Records to process:

☆ ☆ ☆ ☆ ☆

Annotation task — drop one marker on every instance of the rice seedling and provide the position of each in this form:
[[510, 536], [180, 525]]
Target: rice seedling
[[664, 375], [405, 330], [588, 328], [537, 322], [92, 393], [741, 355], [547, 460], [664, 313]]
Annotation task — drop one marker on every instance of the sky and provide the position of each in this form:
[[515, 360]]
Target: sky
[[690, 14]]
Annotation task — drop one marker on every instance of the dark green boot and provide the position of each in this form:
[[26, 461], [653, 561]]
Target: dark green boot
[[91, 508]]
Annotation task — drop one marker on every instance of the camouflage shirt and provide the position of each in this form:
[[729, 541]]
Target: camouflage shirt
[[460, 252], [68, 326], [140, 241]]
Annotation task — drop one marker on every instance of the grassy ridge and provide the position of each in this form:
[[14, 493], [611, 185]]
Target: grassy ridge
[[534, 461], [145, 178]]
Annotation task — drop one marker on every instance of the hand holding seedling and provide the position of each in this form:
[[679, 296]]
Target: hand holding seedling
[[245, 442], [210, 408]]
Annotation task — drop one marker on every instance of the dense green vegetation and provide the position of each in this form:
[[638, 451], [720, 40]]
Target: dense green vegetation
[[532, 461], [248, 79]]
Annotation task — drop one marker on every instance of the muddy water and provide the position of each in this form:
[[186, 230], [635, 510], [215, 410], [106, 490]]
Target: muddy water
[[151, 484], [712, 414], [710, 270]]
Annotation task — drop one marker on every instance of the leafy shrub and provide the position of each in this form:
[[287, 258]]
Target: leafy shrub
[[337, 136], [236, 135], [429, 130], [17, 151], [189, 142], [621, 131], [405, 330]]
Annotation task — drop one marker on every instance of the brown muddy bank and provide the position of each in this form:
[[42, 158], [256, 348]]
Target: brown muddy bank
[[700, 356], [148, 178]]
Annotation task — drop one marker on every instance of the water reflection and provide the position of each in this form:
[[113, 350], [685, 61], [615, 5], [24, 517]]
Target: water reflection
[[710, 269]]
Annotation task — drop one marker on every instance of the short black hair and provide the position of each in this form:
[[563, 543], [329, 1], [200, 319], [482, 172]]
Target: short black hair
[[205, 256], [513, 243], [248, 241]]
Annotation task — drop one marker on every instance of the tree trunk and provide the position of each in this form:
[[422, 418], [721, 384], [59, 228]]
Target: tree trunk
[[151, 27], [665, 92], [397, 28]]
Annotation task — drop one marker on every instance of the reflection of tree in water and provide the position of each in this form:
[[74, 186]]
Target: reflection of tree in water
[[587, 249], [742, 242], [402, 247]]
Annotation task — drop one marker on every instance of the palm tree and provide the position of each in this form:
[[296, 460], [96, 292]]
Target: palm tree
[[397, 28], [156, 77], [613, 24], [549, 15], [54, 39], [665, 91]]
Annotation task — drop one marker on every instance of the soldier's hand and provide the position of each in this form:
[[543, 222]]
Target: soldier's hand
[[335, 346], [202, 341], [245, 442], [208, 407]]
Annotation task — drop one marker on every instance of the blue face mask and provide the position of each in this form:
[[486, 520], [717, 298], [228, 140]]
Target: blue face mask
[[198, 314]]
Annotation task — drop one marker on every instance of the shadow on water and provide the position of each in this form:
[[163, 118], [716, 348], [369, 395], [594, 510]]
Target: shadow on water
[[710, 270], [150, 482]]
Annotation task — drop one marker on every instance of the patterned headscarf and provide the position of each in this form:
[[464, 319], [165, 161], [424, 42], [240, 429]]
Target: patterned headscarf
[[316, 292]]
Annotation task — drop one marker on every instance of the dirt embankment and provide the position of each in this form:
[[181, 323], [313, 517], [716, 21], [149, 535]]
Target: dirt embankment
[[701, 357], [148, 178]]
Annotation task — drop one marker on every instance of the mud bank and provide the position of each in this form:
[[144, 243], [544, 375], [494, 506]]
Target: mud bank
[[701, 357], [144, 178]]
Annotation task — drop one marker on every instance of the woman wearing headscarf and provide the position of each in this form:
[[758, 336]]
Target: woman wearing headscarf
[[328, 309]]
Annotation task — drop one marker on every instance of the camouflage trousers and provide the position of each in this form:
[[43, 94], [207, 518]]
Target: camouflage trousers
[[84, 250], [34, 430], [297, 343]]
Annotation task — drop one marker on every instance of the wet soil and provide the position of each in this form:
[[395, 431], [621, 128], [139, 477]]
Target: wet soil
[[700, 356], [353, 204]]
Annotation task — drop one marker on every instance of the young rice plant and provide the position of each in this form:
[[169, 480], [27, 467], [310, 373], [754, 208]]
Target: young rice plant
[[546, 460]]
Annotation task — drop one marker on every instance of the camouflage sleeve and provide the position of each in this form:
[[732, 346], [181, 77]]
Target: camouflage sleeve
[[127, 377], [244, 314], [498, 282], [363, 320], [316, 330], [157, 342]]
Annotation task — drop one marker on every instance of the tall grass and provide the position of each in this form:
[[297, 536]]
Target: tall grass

☆ ☆ ☆ ☆ ☆

Exercise goal:
Where does the string "tall" appear in the records? Copy every line that holds it.

Written response:
Annotation task — drop one marker on every instance of the tall grass and provide the position of each in this form:
Target: tall grass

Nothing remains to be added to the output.